= Choctaw Tribal School System =

School system in Mississippi, United States

The Choctaw Tribal School System is a school system based in the community of Choctaw, Mississippi (US). An entity operated by the federally recognized Mississippi Band of Choctaw Indians, the system consists of eight schools in three counties: Neshoba, Leake, and Newton. It has a total enrollment of 1,700 to 1,800 students. It is the largest unified and locally controlled Indian school system in the United States. It is affiliated with the Bureau of Indian Education (BIE). The current director of schools is Delnita Jones.

All eight schools are Title I schools with a majority of students being bilingual, speaking both Choctaw and English.

The National Center for Education Statistics classifies the school system and its schools as public.

==Accreditation==
The Choctaw Tribal School System and its schools are accredited by the Mississippi Department of Education, as well as by the Southern Association of Colleges and Schools.
================
→ Task set:
**1.** According to the passage on the Choctaw Tribal School System, which two bodies accredit the system and its schools?
**2.** Decide whether each statement agrees with the passage on the Choctaw Tribal School System, and support each yes or no with the deciding words quoted from it. (a) The system is made up of eight schools spread across three counties. (b) The National Center for Education Statistics classifies the system as private. (c) Most of the system's students speak only English.
The data that follows has no connection to the passage on the Choctaw Tribal School System.

→ Extracted information:
================
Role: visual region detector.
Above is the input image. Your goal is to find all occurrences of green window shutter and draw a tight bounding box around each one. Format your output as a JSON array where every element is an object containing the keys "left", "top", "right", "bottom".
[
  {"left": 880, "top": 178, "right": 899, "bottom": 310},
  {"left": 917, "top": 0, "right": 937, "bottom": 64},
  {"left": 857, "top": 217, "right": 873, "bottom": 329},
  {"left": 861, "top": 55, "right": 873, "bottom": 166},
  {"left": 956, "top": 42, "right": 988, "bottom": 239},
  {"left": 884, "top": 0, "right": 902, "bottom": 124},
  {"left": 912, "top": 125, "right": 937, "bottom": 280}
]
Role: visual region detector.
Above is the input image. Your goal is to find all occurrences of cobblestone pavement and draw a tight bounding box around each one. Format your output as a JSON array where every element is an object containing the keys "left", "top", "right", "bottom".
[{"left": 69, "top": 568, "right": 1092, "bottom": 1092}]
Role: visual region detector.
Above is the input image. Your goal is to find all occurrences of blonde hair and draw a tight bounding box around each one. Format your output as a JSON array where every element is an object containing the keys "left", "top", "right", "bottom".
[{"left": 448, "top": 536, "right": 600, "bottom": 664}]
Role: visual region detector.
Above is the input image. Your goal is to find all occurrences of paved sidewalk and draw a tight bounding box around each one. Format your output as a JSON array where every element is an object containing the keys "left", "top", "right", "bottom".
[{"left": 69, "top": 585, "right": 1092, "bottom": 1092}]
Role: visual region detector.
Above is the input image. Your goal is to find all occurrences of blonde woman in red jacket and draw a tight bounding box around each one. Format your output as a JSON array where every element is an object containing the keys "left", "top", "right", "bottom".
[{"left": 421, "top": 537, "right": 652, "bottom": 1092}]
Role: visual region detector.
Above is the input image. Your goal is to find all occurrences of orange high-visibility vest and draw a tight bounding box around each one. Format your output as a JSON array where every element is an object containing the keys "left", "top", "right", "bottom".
================
→ Answers:
**1.** The Mississippi Department of Education and the Southern Association of Colleges and Schools.

**2.**
(a) Yes: "the system consists of eight schools in three counties"
(b) No: "classifies the school system and its schools as public"
(c) No: "a majority of students being bilingual, speaking both Choctaw and English"